(Referring expression data)
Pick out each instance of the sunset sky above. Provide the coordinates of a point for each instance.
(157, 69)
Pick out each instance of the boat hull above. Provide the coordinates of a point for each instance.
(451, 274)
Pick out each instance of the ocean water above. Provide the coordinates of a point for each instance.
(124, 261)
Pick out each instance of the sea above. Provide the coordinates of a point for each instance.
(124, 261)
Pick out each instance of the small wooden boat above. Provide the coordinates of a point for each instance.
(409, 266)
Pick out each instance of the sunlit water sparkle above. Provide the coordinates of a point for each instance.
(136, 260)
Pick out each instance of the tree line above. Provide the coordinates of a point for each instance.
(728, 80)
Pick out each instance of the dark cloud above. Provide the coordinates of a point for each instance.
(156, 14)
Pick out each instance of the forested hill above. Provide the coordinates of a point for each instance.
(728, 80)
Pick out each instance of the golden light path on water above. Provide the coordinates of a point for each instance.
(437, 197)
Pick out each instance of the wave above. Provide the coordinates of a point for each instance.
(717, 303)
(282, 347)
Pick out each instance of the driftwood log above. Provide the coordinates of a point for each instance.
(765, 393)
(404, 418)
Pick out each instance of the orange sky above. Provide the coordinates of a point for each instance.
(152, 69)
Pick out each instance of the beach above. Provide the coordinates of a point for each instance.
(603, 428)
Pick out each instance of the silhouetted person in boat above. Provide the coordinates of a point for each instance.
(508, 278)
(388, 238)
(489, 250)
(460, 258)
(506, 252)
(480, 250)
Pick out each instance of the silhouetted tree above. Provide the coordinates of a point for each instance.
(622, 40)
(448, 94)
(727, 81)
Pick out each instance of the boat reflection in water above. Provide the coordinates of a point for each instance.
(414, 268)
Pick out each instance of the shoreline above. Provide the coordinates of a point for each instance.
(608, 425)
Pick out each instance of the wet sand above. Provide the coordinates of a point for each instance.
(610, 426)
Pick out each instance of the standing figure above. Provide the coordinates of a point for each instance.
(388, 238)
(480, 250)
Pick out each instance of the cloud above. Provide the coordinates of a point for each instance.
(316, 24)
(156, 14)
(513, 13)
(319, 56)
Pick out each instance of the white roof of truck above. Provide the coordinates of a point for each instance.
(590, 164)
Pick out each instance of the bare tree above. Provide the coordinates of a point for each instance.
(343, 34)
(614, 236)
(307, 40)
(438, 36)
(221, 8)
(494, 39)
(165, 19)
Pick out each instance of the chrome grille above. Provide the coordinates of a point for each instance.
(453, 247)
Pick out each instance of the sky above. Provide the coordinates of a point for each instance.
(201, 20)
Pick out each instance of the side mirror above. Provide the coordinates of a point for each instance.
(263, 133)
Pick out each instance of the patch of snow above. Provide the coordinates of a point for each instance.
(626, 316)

EXERCISE AIM: Each line of the data must be retyped exactly.

EXERCISE ANSWER:
Pick out each instance of the sunset sky above. Provide the coordinates of a point for each instance.
(157, 69)
Pick out each instance of the boat hull above. Provide the coordinates of a point for each instance.
(451, 274)
Pick out each instance of the ocean water above. Provide the coordinates of a point for each instance.
(124, 261)
Pick out each instance of the sea above. Provide the coordinates of a point for each instance.
(124, 261)
Pick out each instance of the small wooden boat above. Provide the coordinates of a point for each instance.
(409, 266)
Pick out each instance of the sunlit water sparkle above. Provide the coordinates of a point for each instance.
(136, 260)
Pick out each instance of the tree line above. Provide the coordinates of a point for each instance.
(728, 80)
Pick out each instance of the dark cloud above. Provide the coordinates of a point for each instance.
(156, 14)
Pick out each instance of the forested hill above. Provide the coordinates of a point for each instance.
(728, 80)
Pick out each instance of the golden light path on water above. Provide the coordinates of a point for each instance.
(437, 197)
Pick out each instance of the wave above. Provide the coordinates of a point for each instance.
(717, 303)
(282, 347)
Pick out each instance of the driftwood log above. Provide the coordinates of a point for each instance.
(765, 393)
(404, 418)
Pick out each instance of the orange sky above. Provide the coordinates of a point for each instance.
(152, 69)
Pick out each instance of the beach above. Provide the coordinates of a point for each instance.
(603, 428)
Pick out each instance of the silhouetted person in boat above. Provide the coordinates of a point for each instance.
(508, 278)
(388, 238)
(489, 250)
(460, 258)
(506, 252)
(480, 250)
Pick out each instance of the silhouetted tree above. Provide the coordinates of a point for each instance.
(622, 40)
(448, 94)
(727, 81)
Pick out each instance of the boat reflection in water above. Provide the coordinates of a point for each instance.
(414, 268)
Pick out each instance of the shoreline above. Provide the coordinates of a point for each instance.
(608, 425)
Pick out each instance of the wet sand above. Provide the coordinates of a point for each instance.
(610, 426)
Pick out each instance of the standing figure above. Provide the coordinates of a point for each instance.
(388, 238)
(480, 250)
Pick out each instance of the cloud above. Provide the coordinates of a point for each instance.
(316, 24)
(156, 14)
(513, 13)
(319, 56)
Pick out each instance of the white roof of truck above. Provide the coordinates of a point for each instance.
(590, 164)
Pick out each instance of the bare tree above. Provide the coordinates of a point for each instance.
(343, 34)
(614, 236)
(307, 40)
(438, 36)
(221, 8)
(494, 39)
(165, 19)
Pick out each instance of the chrome grille above. Provide the coordinates of a point for each instance.
(453, 247)
Pick out each instance of the sky above. Provide the coordinates of a point for each instance.
(201, 20)
Pick out each instance of the side mirror above. Provide the coordinates of a point for each instance.
(263, 133)
Pick out each instance of the patch of snow above. Provide the coordinates of a point for each instance.
(626, 316)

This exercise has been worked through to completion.